Given records.
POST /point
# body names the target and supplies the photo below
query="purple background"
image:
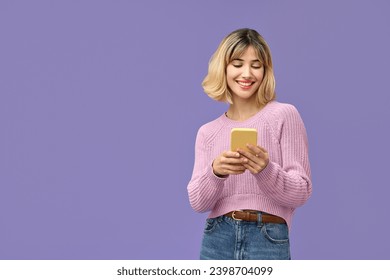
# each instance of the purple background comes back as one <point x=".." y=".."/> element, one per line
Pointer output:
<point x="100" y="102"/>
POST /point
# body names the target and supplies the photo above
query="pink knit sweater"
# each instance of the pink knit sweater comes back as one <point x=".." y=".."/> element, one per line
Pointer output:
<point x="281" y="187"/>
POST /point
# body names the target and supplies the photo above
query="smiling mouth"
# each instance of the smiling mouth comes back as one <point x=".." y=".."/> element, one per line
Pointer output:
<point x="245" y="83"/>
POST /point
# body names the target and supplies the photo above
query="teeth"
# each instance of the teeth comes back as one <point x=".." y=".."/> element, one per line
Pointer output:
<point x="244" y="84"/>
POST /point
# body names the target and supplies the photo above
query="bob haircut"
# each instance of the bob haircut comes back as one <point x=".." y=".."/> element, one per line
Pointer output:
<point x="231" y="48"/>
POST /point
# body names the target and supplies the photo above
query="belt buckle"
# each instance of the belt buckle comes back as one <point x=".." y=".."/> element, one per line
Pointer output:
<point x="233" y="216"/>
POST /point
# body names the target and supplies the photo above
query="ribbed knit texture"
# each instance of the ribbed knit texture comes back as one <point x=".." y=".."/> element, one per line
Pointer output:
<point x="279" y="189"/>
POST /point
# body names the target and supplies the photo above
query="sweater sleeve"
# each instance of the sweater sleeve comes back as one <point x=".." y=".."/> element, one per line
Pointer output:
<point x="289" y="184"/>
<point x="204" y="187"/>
---
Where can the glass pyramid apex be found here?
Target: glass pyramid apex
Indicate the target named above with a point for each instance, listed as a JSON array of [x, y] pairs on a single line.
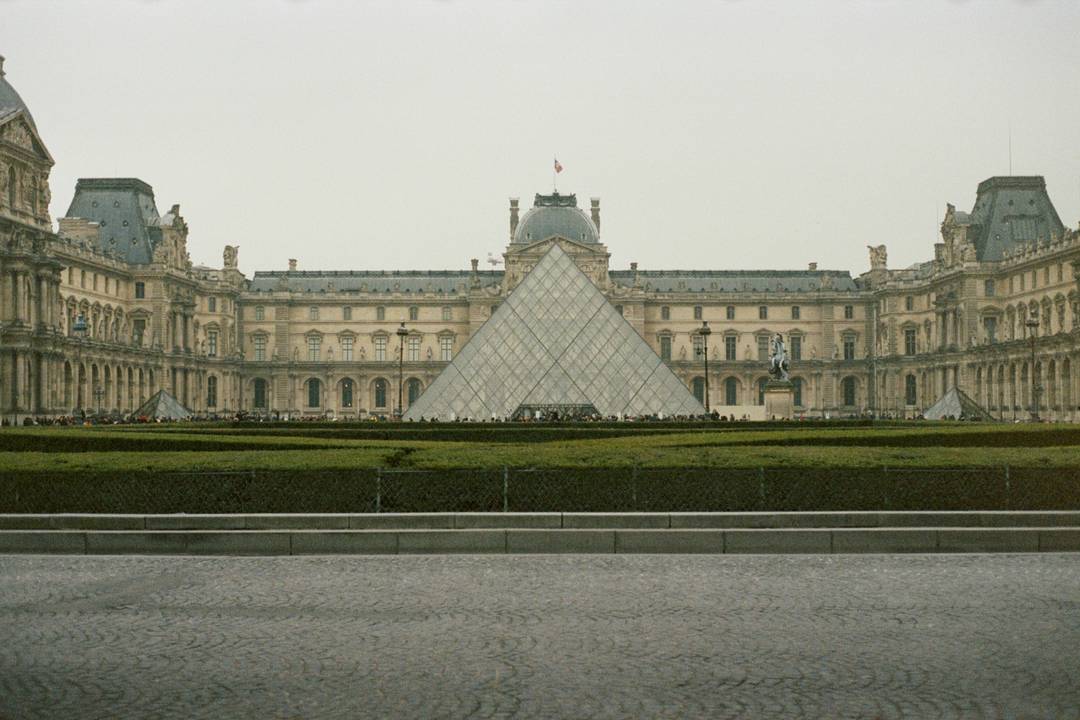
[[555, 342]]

Written task. Which lines in the records contain the word "purple"? Copy each of those lines in full.

Written reply.
query="purple background"
# each instance of the purple background comes back as one <point x=".." y=".."/> element, one per line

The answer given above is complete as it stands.